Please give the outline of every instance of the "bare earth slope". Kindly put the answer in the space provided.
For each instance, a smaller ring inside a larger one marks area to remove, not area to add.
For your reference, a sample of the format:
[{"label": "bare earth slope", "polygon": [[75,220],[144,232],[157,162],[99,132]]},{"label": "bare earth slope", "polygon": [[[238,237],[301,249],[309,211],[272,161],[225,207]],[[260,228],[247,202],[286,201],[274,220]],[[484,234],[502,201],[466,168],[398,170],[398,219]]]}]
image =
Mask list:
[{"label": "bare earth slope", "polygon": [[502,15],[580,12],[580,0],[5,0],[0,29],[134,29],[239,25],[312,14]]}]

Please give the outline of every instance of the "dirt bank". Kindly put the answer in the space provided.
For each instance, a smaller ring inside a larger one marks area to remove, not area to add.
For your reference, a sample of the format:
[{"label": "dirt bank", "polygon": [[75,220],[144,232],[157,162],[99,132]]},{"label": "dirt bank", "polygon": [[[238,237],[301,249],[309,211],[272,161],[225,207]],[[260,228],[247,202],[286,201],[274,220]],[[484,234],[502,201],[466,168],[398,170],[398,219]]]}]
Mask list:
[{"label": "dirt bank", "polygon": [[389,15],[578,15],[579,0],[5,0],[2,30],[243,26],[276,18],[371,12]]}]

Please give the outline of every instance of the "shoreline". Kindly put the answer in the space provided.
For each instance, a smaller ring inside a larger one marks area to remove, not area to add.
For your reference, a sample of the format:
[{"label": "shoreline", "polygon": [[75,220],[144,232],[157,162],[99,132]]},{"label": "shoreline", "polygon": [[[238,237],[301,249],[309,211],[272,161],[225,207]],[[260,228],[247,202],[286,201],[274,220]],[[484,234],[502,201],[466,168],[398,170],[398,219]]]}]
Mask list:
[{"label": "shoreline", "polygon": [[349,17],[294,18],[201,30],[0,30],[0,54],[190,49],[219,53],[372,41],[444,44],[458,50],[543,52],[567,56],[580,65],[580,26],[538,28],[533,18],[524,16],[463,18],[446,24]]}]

· · ·

* WHAT IS EXPECTED:
Please quote the data above in full, with no line missing.

* EXERCISE ANSWER:
Please give the outline of every instance of the "bare earth slope". Kindly put the answer in the space provided.
For each instance, a smaller ring inside a larger one marks area to remove, not area to add.
For your reference, a sample of the format:
[{"label": "bare earth slope", "polygon": [[75,220],[144,232],[157,162],[99,132]]},{"label": "bare earth slope", "polygon": [[[238,237],[301,249],[309,211],[272,161],[225,207]],[[260,228],[247,202],[286,201],[274,220]],[[484,234],[502,201],[466,168],[398,170],[398,219]]]}]
image =
Mask list:
[{"label": "bare earth slope", "polygon": [[502,15],[580,12],[580,0],[5,0],[0,29],[134,29],[239,25],[312,14]]}]

Please give the outline of every instance of the "dirt bank". Kindly put the answer in the space provided.
For each instance, a smaller ring inside a larger one marks area to remove, not area to add.
For your reference, a sample of the format:
[{"label": "dirt bank", "polygon": [[75,220],[144,232],[157,162],[99,132]]},{"label": "dirt bank", "polygon": [[[238,237],[301,249],[309,211],[272,161],[225,207]],[[260,228],[247,202],[286,201],[274,220]],[[484,234],[502,201],[466,168],[398,170],[398,219]]]}]
Mask list:
[{"label": "dirt bank", "polygon": [[389,15],[578,15],[579,0],[5,0],[2,30],[243,26],[276,18],[371,12]]}]

Please give the outline of every instance of the "shoreline". Kindly put the answer in the space provided.
For each instance, a smaller ring inside a larger one marks area to remove, not area to add.
For your reference, a sample of the format:
[{"label": "shoreline", "polygon": [[75,220],[144,232],[157,162],[99,132]]},{"label": "shoreline", "polygon": [[[238,237],[301,249],[309,211],[272,161],[225,207]],[[260,228],[247,202],[286,201],[274,220]],[[484,234],[502,201],[466,168],[398,170],[398,219]]]}]
Mask list:
[{"label": "shoreline", "polygon": [[349,17],[294,18],[201,30],[0,30],[0,54],[190,49],[219,53],[372,41],[444,44],[458,50],[543,52],[567,56],[580,65],[580,26],[538,28],[533,18],[524,16],[463,18],[446,24]]}]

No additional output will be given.